Tugas Anda:
Tulis ulang hanya baris-baris antara baris yang memuat "Put a marker on each instance of the ship superstructure" dan baris yang memuat "[(85, 103)]", kedua baris itu ikut, lengkap dengan permintaannya. Setiap koordinat di jawaban digeser -14.
*** Cuplikan Data
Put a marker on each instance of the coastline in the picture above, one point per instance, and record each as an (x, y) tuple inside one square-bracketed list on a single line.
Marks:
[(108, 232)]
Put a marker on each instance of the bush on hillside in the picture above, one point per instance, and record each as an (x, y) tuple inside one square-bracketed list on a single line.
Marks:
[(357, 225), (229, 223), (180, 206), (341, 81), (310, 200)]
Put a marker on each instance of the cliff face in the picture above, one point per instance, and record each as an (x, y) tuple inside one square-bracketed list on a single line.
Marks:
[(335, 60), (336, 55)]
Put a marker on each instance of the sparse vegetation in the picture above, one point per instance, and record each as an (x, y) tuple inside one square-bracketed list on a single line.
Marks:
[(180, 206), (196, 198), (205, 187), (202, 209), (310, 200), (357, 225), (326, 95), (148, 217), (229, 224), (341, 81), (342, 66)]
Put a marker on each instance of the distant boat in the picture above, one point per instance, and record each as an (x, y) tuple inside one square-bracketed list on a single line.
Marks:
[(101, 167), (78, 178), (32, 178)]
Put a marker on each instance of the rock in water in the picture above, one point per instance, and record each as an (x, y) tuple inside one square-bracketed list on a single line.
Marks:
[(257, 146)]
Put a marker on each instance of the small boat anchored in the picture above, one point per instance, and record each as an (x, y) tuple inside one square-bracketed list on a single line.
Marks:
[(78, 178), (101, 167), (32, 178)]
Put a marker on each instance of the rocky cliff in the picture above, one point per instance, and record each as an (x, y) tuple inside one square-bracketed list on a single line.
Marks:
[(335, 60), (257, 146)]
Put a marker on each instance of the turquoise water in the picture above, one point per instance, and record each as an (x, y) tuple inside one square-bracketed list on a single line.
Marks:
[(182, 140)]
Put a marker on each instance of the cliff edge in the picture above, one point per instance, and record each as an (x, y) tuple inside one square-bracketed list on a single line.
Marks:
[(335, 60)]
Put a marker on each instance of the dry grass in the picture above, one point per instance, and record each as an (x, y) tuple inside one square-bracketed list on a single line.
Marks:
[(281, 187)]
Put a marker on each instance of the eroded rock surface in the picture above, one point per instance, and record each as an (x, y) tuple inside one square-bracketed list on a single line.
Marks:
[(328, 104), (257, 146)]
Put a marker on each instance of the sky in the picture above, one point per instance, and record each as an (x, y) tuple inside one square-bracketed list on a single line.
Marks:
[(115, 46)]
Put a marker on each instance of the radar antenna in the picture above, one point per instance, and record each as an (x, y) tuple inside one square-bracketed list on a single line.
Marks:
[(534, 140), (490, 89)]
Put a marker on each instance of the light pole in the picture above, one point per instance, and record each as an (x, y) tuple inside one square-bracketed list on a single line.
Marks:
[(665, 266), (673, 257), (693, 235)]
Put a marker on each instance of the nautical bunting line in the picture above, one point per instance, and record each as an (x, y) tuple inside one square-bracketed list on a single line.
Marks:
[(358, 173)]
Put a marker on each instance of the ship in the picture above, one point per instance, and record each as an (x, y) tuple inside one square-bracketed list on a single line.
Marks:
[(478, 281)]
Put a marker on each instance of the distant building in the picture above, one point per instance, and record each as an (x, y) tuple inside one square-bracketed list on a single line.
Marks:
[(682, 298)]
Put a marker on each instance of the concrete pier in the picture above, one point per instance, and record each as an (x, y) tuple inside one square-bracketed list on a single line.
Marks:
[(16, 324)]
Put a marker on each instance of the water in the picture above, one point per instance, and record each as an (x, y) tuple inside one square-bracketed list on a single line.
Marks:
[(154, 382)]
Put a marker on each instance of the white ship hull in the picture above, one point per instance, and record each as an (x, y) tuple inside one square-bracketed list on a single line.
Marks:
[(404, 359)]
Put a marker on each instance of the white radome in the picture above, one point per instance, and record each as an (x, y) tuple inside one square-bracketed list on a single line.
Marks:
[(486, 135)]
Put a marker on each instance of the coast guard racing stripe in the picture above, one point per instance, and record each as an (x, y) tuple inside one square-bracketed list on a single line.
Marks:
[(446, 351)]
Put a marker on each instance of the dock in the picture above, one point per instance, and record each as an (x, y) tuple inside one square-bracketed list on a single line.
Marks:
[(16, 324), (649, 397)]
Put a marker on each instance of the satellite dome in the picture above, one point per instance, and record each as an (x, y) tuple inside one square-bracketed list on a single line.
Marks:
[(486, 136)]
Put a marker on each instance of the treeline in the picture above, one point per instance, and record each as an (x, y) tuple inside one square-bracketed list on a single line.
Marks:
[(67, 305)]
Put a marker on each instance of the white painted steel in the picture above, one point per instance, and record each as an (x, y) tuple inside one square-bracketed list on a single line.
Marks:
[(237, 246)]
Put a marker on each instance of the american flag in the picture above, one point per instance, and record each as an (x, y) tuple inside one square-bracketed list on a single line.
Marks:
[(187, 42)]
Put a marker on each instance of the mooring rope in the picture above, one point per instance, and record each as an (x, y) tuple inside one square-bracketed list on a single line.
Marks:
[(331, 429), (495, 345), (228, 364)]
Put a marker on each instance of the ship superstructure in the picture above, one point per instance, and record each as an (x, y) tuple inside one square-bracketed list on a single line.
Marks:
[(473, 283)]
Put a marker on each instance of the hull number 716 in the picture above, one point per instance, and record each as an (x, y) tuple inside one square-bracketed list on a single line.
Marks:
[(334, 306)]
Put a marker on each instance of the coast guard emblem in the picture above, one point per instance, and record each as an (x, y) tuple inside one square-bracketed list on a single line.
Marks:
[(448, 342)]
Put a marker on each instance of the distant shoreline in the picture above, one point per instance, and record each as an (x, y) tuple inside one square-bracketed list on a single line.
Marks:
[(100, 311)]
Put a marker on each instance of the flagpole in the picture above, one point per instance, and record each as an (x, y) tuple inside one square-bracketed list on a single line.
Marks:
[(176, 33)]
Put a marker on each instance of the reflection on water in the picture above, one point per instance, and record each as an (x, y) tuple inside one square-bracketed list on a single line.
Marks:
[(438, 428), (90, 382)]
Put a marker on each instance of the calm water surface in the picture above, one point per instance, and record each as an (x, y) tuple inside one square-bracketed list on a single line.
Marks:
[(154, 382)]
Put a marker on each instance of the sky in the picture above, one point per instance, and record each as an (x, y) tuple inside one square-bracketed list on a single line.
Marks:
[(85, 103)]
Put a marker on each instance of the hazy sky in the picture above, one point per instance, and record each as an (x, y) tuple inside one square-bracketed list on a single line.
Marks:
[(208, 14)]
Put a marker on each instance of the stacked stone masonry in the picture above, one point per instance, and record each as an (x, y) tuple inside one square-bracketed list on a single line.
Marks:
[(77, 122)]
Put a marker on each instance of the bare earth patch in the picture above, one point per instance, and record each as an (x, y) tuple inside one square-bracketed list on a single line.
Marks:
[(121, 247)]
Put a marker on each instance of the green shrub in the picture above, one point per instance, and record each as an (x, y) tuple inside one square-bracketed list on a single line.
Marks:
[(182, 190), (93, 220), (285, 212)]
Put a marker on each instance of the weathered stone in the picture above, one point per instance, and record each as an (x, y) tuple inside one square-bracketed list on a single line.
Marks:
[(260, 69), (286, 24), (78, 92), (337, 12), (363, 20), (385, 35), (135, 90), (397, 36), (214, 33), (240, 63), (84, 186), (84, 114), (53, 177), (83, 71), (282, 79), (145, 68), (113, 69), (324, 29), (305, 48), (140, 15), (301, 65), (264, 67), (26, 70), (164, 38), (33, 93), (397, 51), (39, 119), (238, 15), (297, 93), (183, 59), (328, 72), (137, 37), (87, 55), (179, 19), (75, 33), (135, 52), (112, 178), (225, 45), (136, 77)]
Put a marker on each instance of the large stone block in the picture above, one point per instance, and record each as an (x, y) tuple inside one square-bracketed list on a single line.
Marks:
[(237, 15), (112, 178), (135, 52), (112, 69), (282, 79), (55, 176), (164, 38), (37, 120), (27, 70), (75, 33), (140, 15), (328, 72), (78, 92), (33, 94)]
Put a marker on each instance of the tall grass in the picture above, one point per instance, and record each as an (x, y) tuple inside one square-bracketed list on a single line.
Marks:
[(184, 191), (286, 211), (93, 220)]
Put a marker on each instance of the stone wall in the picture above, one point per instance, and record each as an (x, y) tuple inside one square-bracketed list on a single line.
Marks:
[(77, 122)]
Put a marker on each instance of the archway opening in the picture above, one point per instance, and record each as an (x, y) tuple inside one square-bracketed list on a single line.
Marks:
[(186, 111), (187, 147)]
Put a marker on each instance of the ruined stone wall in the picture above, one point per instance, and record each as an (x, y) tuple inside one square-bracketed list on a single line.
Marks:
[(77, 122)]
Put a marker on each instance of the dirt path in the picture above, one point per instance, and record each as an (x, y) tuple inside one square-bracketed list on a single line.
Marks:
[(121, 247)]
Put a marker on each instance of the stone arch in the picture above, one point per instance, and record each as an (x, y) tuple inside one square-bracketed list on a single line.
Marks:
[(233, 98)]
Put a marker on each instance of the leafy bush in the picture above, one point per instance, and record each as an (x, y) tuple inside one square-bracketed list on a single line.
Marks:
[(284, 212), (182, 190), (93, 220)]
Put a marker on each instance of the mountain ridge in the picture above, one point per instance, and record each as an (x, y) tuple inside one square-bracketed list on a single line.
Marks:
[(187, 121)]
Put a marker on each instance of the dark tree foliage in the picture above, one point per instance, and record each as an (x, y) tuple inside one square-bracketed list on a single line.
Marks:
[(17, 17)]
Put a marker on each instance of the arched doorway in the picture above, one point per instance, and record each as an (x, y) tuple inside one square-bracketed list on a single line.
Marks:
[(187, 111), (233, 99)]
******
Jawaban Soal:
Put a marker on each instance of the ship superstructure in the picture above, one point per instance, and record each as an (x, y) tuple inside one square-bracketed list on a single line.
Marks:
[(459, 269)]
Put a marker on each instance of the hull number 716 in the picture above, one point per instance, and record each as an (x, y) tuple inside one square-bracketed list on a single line.
Marks:
[(320, 292)]
Put a marker on each instance of the coast guard emblem in the picture above, one point per instance, and record each as an (x, y) tuple inside one square-bracketed list on a single line.
Marks:
[(434, 328)]
Put a marker on each instance of the distant shoreline in the picture above, one point per instance, and record each as an (x, y) tuple inside one square-bracketed list on a single line.
Marks:
[(86, 297)]
Put a marker on each instance of the flagpole in the picture above, one point per instance, and record each as an (x, y) tuple inside one square-bracketed list on a single line.
Marks:
[(162, 19)]
Put a marker on each instance of the reflection on water in the picture above, one point per instance, and record each as an (x, y) tuple inside one square-bracketed list on a single line.
Marks:
[(424, 414), (76, 368)]
Put a marker on each instance of the calm water surface in the picture above, one point per instance, and record each as an (x, y) tuple inside one square-bracketed list on a single line.
Marks:
[(140, 368)]
Put a marker on each instance of the sky in the picture above, one point per instance, and record each as an (x, y) tuple inside one square-bracketed list on a single line.
Marks:
[(71, 89)]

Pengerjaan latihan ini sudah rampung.